[WRITTEN INSTRUCTION] Quote exactly the lines running from the line with "Where can the sky" to the end of the entries, including both, and nothing else.

[Position identification records]
## START
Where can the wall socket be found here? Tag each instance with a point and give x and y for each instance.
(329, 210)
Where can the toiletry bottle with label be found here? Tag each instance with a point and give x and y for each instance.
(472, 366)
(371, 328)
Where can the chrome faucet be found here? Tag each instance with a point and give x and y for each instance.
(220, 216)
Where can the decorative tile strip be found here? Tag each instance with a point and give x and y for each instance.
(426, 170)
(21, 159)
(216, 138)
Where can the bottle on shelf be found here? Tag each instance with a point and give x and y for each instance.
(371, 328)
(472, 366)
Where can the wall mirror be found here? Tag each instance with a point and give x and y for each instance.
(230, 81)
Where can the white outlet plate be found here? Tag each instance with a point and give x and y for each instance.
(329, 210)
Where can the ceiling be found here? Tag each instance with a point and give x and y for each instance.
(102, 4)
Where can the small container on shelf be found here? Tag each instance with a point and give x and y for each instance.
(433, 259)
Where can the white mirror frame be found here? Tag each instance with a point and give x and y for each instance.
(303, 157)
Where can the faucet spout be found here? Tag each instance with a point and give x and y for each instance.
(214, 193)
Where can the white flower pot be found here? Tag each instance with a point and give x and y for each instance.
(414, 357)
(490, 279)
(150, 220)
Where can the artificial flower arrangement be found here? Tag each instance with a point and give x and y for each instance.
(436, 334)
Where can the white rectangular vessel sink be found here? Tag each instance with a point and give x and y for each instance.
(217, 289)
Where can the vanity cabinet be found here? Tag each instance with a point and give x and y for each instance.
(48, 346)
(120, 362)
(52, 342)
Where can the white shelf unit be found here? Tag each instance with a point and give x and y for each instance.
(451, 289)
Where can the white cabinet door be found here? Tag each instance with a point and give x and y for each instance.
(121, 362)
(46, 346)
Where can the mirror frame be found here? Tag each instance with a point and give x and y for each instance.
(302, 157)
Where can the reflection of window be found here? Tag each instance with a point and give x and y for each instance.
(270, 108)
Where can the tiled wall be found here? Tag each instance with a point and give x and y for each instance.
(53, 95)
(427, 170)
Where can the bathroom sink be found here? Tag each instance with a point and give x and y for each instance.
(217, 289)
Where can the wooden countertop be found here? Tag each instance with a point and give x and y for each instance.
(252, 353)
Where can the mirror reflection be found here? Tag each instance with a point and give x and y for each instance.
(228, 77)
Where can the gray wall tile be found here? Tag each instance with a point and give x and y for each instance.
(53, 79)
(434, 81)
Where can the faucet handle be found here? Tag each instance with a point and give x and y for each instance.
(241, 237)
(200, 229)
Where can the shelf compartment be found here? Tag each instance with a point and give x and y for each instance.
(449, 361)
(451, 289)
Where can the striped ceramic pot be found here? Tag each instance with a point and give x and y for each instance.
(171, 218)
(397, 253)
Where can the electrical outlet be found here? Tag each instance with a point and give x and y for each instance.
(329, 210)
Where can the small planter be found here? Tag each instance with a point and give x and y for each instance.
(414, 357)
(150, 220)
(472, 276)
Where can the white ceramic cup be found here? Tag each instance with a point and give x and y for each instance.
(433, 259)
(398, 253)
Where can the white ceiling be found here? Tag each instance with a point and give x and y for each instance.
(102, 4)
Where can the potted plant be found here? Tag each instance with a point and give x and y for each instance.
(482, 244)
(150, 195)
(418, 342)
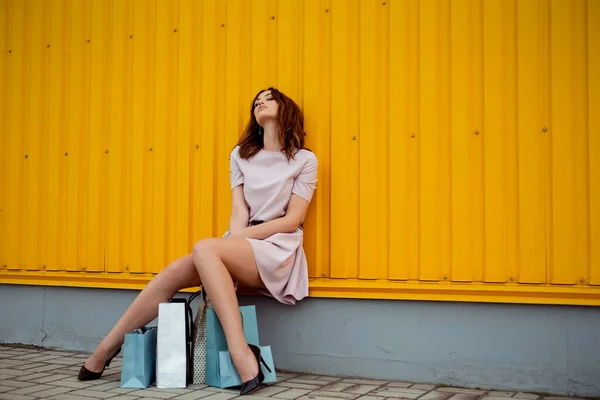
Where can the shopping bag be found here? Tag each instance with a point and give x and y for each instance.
(216, 343)
(199, 339)
(228, 373)
(138, 370)
(173, 347)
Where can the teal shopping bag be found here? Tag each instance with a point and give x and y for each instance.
(220, 374)
(139, 359)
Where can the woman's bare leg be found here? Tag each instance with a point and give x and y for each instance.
(219, 263)
(180, 274)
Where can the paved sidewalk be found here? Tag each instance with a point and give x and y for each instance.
(37, 373)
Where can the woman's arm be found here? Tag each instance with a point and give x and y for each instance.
(295, 214)
(239, 211)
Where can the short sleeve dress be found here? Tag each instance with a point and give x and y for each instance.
(269, 181)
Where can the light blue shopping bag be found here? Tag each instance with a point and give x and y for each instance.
(139, 359)
(220, 371)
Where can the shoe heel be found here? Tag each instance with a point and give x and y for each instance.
(263, 362)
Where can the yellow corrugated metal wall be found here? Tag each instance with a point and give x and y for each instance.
(458, 140)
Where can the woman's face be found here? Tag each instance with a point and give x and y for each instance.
(265, 108)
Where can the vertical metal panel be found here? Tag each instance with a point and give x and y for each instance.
(4, 28)
(499, 135)
(344, 136)
(569, 224)
(531, 61)
(593, 25)
(467, 169)
(455, 138)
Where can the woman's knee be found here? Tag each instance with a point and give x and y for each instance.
(203, 251)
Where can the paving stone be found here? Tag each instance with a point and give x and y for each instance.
(331, 395)
(400, 384)
(329, 378)
(13, 372)
(311, 377)
(152, 394)
(400, 393)
(198, 394)
(32, 389)
(464, 396)
(529, 396)
(73, 384)
(422, 386)
(10, 396)
(370, 398)
(461, 390)
(51, 392)
(222, 396)
(293, 385)
(105, 386)
(33, 377)
(365, 381)
(91, 393)
(307, 381)
(269, 391)
(69, 396)
(15, 384)
(339, 386)
(361, 389)
(292, 394)
(435, 395)
(557, 398)
(121, 390)
(52, 378)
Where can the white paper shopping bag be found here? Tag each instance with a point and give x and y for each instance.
(172, 350)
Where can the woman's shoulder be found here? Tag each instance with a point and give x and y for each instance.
(306, 156)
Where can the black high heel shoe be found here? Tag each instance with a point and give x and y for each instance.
(87, 375)
(253, 384)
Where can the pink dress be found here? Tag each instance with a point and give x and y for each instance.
(269, 180)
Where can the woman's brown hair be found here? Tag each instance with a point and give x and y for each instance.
(290, 121)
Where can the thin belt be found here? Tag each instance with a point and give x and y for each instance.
(258, 222)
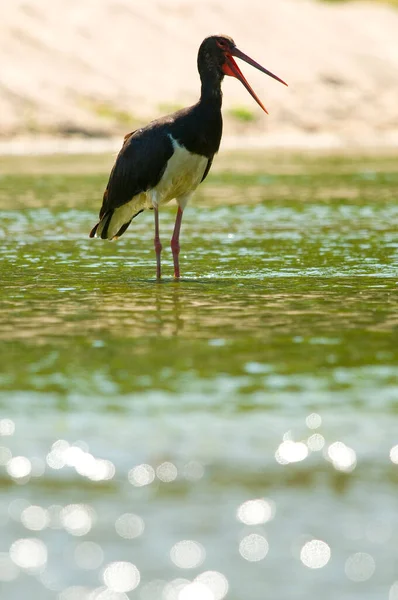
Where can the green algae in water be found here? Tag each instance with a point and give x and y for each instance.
(287, 308)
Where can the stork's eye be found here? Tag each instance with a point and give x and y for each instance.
(221, 44)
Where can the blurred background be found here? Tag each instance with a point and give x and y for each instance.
(233, 435)
(102, 67)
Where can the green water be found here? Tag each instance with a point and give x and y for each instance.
(287, 308)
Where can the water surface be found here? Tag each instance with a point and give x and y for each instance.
(139, 420)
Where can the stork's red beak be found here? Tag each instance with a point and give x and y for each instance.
(231, 68)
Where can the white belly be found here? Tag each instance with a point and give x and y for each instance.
(183, 174)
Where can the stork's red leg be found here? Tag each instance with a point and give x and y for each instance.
(175, 243)
(156, 241)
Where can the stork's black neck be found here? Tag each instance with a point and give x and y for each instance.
(211, 91)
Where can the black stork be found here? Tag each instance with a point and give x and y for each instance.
(171, 156)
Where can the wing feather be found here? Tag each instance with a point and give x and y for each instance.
(139, 166)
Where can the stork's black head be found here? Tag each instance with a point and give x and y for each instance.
(215, 59)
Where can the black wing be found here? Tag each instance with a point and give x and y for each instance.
(139, 166)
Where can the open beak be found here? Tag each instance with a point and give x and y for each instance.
(231, 68)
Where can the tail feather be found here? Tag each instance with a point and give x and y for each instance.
(111, 226)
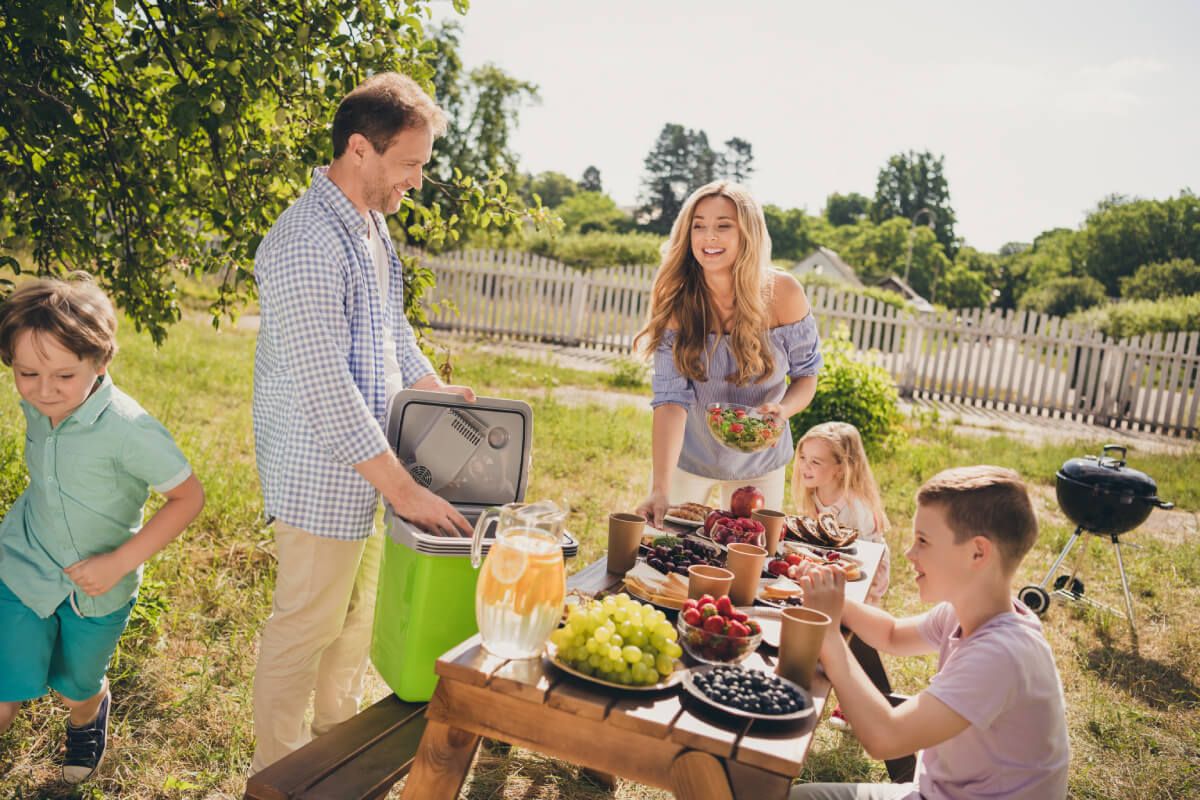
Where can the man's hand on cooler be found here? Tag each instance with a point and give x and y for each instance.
(430, 512)
(432, 384)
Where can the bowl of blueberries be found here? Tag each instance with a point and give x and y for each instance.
(749, 693)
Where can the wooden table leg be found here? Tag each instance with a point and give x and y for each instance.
(442, 763)
(699, 776)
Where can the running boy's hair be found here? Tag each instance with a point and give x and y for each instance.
(989, 501)
(857, 481)
(76, 312)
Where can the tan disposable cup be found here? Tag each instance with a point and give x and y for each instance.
(799, 643)
(624, 536)
(706, 579)
(745, 563)
(773, 521)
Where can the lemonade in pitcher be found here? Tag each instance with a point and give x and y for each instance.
(519, 600)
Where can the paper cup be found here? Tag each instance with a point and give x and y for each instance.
(773, 521)
(745, 563)
(705, 579)
(799, 643)
(624, 536)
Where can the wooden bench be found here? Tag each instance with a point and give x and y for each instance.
(359, 759)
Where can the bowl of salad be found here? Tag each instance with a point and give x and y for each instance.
(743, 428)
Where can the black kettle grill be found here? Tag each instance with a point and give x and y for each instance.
(1105, 498)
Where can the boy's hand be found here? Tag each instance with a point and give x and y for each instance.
(99, 573)
(825, 590)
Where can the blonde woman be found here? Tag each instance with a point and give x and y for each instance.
(724, 328)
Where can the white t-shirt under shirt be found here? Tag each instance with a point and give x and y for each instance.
(383, 274)
(1002, 679)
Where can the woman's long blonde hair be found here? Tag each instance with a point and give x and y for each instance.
(681, 295)
(857, 480)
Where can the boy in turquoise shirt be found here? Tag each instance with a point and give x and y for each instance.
(72, 545)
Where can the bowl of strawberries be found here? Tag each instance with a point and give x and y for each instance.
(714, 632)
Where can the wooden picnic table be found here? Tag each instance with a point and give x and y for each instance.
(663, 739)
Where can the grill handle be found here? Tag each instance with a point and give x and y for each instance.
(1104, 453)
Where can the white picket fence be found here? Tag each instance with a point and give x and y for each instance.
(1009, 360)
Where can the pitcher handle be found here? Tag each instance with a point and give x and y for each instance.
(477, 541)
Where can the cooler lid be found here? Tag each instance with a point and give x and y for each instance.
(469, 453)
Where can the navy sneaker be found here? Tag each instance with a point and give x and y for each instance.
(85, 746)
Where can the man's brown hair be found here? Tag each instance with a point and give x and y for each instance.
(76, 312)
(989, 501)
(382, 107)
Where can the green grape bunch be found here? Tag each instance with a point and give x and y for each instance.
(618, 639)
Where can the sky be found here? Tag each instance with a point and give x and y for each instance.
(1041, 109)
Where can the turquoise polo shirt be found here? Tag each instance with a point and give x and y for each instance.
(89, 479)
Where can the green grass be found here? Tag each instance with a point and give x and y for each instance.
(181, 719)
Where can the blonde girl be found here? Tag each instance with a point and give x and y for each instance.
(724, 328)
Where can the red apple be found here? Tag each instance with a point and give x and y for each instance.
(745, 500)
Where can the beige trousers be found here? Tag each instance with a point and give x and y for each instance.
(316, 639)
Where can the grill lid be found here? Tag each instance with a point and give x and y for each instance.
(1109, 473)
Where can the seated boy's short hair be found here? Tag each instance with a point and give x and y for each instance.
(989, 501)
(76, 312)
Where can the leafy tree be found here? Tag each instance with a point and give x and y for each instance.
(588, 211)
(877, 251)
(1121, 235)
(912, 181)
(552, 187)
(736, 162)
(1065, 295)
(1174, 278)
(846, 209)
(591, 180)
(791, 233)
(147, 137)
(681, 162)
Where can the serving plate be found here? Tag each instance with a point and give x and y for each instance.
(689, 685)
(673, 679)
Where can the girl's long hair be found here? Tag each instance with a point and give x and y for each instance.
(681, 295)
(857, 480)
## END
[EXERCISE RESPONSE]
Where can the sky be found here? Tag each instance with a point and give x and y for each instance.
(1041, 109)
Where can the turquoise polo shirt be found here? Tag each instance with a point and give x and y for each instance.
(89, 479)
Where can the green grass be found here? Tag each instance with a point and give x and y for each instance.
(181, 719)
Where can the blonde girl be found here? Tag each instance with a point and give x and y for each instance.
(724, 328)
Where can the red apple be found here? Tag each instance with a point and give x and y for each instance.
(745, 500)
Where can the beige trousers be found here? Tag each instance with a point and give x and y for each instance.
(316, 639)
Where can the grill lid be found here? Tag each instance with a point and give x and y for each instance.
(1109, 473)
Where can the seated boy's short hair be found here? Tag each instance with a point and give x and y for each instance.
(989, 501)
(76, 312)
Where can the leafy tree be found here? Tag each instance with a point and give x and y for each instance.
(588, 211)
(877, 251)
(1121, 235)
(912, 181)
(552, 187)
(736, 162)
(1065, 295)
(1174, 278)
(846, 209)
(591, 180)
(791, 233)
(147, 137)
(681, 162)
Where can the serving plate be found here? Tag each instance with a point and give x and y for each instance.
(689, 685)
(673, 679)
Where can the girl's long hair be found here? Tag each instance with a point and give x and y for each instance.
(681, 295)
(857, 480)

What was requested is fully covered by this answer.